REQUIREMENT>
Please transcribe the listing below in full, exactly as written, leaving out its pictures.
---- RECORD EXCERPTS
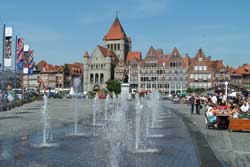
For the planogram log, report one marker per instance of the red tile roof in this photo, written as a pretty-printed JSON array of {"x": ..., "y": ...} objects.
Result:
[
  {"x": 134, "y": 55},
  {"x": 200, "y": 53},
  {"x": 116, "y": 31},
  {"x": 175, "y": 54},
  {"x": 186, "y": 60},
  {"x": 106, "y": 52},
  {"x": 152, "y": 52}
]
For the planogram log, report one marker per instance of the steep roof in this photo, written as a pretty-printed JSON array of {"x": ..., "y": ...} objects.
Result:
[
  {"x": 244, "y": 69},
  {"x": 186, "y": 60},
  {"x": 152, "y": 52},
  {"x": 86, "y": 54},
  {"x": 116, "y": 31},
  {"x": 106, "y": 52},
  {"x": 175, "y": 54},
  {"x": 134, "y": 55},
  {"x": 200, "y": 53},
  {"x": 218, "y": 64}
]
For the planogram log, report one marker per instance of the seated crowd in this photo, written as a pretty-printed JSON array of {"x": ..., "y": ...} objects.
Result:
[
  {"x": 231, "y": 109},
  {"x": 218, "y": 110}
]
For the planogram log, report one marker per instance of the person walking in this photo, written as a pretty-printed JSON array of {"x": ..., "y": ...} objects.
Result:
[
  {"x": 197, "y": 104},
  {"x": 191, "y": 101}
]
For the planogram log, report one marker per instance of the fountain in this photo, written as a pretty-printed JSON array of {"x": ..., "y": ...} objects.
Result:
[
  {"x": 96, "y": 107},
  {"x": 46, "y": 127},
  {"x": 73, "y": 92},
  {"x": 106, "y": 107},
  {"x": 116, "y": 132},
  {"x": 139, "y": 129},
  {"x": 153, "y": 106}
]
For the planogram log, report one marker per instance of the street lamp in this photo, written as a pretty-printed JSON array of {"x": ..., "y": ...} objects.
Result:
[{"x": 226, "y": 84}]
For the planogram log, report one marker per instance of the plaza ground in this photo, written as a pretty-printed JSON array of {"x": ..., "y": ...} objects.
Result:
[{"x": 187, "y": 137}]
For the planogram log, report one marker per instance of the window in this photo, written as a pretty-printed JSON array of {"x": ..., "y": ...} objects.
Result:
[
  {"x": 204, "y": 77},
  {"x": 96, "y": 78},
  {"x": 196, "y": 76},
  {"x": 91, "y": 78},
  {"x": 101, "y": 78},
  {"x": 200, "y": 76}
]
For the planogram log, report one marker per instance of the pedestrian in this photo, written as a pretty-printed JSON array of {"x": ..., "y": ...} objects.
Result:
[
  {"x": 197, "y": 104},
  {"x": 191, "y": 101}
]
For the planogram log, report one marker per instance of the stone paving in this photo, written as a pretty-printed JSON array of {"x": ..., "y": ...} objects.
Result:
[
  {"x": 231, "y": 148},
  {"x": 20, "y": 126}
]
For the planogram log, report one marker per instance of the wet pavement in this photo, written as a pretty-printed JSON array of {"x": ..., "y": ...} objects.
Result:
[{"x": 21, "y": 131}]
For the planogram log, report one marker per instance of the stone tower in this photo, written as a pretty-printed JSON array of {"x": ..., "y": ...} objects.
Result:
[
  {"x": 85, "y": 71},
  {"x": 117, "y": 40}
]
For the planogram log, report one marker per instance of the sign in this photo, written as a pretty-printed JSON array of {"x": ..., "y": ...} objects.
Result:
[
  {"x": 7, "y": 46},
  {"x": 25, "y": 70},
  {"x": 8, "y": 32}
]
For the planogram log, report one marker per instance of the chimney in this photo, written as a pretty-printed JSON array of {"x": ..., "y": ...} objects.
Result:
[{"x": 159, "y": 51}]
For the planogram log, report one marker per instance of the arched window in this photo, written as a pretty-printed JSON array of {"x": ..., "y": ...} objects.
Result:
[
  {"x": 96, "y": 78},
  {"x": 101, "y": 78},
  {"x": 91, "y": 78}
]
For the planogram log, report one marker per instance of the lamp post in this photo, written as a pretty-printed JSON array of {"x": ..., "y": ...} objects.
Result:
[
  {"x": 163, "y": 78},
  {"x": 226, "y": 84}
]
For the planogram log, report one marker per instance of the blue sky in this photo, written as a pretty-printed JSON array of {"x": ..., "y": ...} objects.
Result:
[{"x": 60, "y": 31}]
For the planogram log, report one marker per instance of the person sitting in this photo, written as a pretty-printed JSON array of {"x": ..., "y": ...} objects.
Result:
[
  {"x": 245, "y": 107},
  {"x": 234, "y": 113},
  {"x": 211, "y": 115}
]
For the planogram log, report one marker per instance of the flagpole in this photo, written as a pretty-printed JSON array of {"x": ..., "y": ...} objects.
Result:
[
  {"x": 15, "y": 68},
  {"x": 3, "y": 47}
]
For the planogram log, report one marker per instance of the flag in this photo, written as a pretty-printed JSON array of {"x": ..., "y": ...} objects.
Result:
[
  {"x": 31, "y": 62},
  {"x": 20, "y": 54}
]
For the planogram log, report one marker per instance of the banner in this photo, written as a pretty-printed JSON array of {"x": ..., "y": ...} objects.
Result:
[
  {"x": 31, "y": 62},
  {"x": 20, "y": 54},
  {"x": 26, "y": 57},
  {"x": 7, "y": 47}
]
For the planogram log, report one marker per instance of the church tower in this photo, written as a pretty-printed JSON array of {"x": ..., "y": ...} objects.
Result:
[{"x": 117, "y": 40}]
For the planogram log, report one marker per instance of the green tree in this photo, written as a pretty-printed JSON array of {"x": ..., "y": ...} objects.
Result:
[
  {"x": 190, "y": 90},
  {"x": 114, "y": 86}
]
--------
FINAL ANSWER>
For the planogram log, report one marker per instance of the red tile roof in this photo, written as a pretty-printed JSON array of {"x": ..., "y": ...} objects.
Result:
[
  {"x": 134, "y": 55},
  {"x": 200, "y": 53},
  {"x": 116, "y": 31},
  {"x": 175, "y": 54},
  {"x": 186, "y": 60},
  {"x": 106, "y": 52},
  {"x": 152, "y": 52}
]
For the planogram log, report one marker per instance of the steep roof in this photo, written as a pretty-printed JSON array of {"x": ..., "y": ...} objects.
Result:
[
  {"x": 244, "y": 69},
  {"x": 186, "y": 60},
  {"x": 152, "y": 52},
  {"x": 86, "y": 54},
  {"x": 116, "y": 31},
  {"x": 106, "y": 52},
  {"x": 175, "y": 54},
  {"x": 134, "y": 55},
  {"x": 200, "y": 53},
  {"x": 218, "y": 64}
]
For the planogram log, report one marker per instance of the seated crowd in this photo, written as a pretty-printed JSON array of {"x": ..., "y": ...} objects.
Result:
[
  {"x": 231, "y": 109},
  {"x": 218, "y": 110}
]
For the planogram log, report one marker per instance of the person walking in this photo, written as a pretty-printed JSON array of {"x": ..., "y": ...} objects.
Result:
[
  {"x": 197, "y": 104},
  {"x": 191, "y": 101}
]
For the planogram log, report one marker per instance of the fountain in this photo, written as a pretty-printed JSON array of {"x": ..., "y": ...} objects.
Result:
[
  {"x": 96, "y": 107},
  {"x": 46, "y": 127},
  {"x": 73, "y": 92},
  {"x": 106, "y": 107},
  {"x": 116, "y": 132},
  {"x": 139, "y": 129},
  {"x": 153, "y": 106}
]
For the planogram log, report one marker per instance of the street lamp in this photo, written as a pretty-printed JSON array of {"x": ..., "y": ...} objects.
Result:
[{"x": 226, "y": 84}]
For the planogram log, report one marker per instance of the plaza ground in this photo, written as a pretty-printed JSON array of {"x": ..., "y": ...} objects.
Result:
[{"x": 187, "y": 137}]
For the planogram log, report one marker per instance of the window in this photo, written as a pretty-printed JSON array of {"x": ..., "y": ...} objects.
Result:
[
  {"x": 204, "y": 77},
  {"x": 96, "y": 78},
  {"x": 196, "y": 76},
  {"x": 91, "y": 78},
  {"x": 101, "y": 78},
  {"x": 200, "y": 76}
]
For the planogram log, report one marker per instance of the pedestrian in this photo, written as a pretty-printed JSON array of {"x": ..., "y": ...} objects.
Result:
[
  {"x": 197, "y": 104},
  {"x": 191, "y": 101}
]
For the planogram log, report one marker per instance of the stone paving in this photo, written as a pretty-printed JSON array of {"x": ..., "y": ...} objects.
Result:
[
  {"x": 231, "y": 148},
  {"x": 20, "y": 126}
]
For the planogram log, report one marker per instance of the wet pavement in this photo, written as a pretty-printed JSON array of {"x": ..., "y": ...} objects.
Result:
[{"x": 21, "y": 131}]
For the planogram log, report one marker per instance of the stone tower in this photo, written as a pretty-printed JSON array of {"x": ..., "y": ...} objects.
Result:
[
  {"x": 85, "y": 71},
  {"x": 117, "y": 40}
]
For the planogram log, report one marker per instance of the sign in this photo, written as a pretty-printed JSON array of {"x": ..., "y": ...} objects.
Result:
[
  {"x": 7, "y": 46},
  {"x": 25, "y": 70},
  {"x": 8, "y": 32}
]
For the planogram log, report one marker per instance of the chimney in this photo, written as a pretty-printed JSON array of {"x": ..., "y": ...} objects.
Result:
[{"x": 159, "y": 51}]
For the planogram log, report one marker per instance of the arched window in this photo, written as a pretty-printed JSON array of {"x": ..., "y": ...} objects.
Result:
[
  {"x": 96, "y": 78},
  {"x": 101, "y": 78},
  {"x": 91, "y": 78}
]
For the planogram log, report one marker per instance of the lamp post in this photo, written as a pretty-printed JSON array of {"x": ..., "y": ...} objects.
Result:
[
  {"x": 163, "y": 78},
  {"x": 226, "y": 84}
]
For the planogram log, report one marker per instance of the blue sky in this photo, written as a pretty-printed JSON array of {"x": ..., "y": ...} objects.
Result:
[{"x": 60, "y": 31}]
For the planogram log, report one marker per instance of the person sitting in this photo, written as a pretty-printed JSON array of {"x": ..., "y": ...} objects.
Result:
[
  {"x": 245, "y": 107},
  {"x": 234, "y": 113},
  {"x": 211, "y": 115}
]
For the planogram log, report one marker per instance of the flagpole in this photo, written as a pretty-printed JSON array of {"x": ..., "y": ...} objects.
Result:
[
  {"x": 15, "y": 68},
  {"x": 3, "y": 47}
]
For the planogram log, report one marker per instance of the flag in this photo, written as a pretty-printed JSON array of {"x": ..., "y": ...} objects.
Result:
[
  {"x": 31, "y": 62},
  {"x": 20, "y": 54}
]
For the planogram log, report one marker per instance of the banner in this photo, written as a pretty-printed JSON array of {"x": ..., "y": ...} objects.
Result:
[
  {"x": 31, "y": 62},
  {"x": 20, "y": 54},
  {"x": 26, "y": 57},
  {"x": 7, "y": 47}
]
For the planogram log, report one marker per instance of the church tower in this photo, written as a pretty-printed JSON array of {"x": ..., "y": ...} objects.
Result:
[{"x": 117, "y": 40}]
For the planogram log, report one marker per instance of the green tree in this photo, written as a pretty-printed JSON array of {"x": ..., "y": ...} objects.
Result:
[
  {"x": 190, "y": 90},
  {"x": 114, "y": 86}
]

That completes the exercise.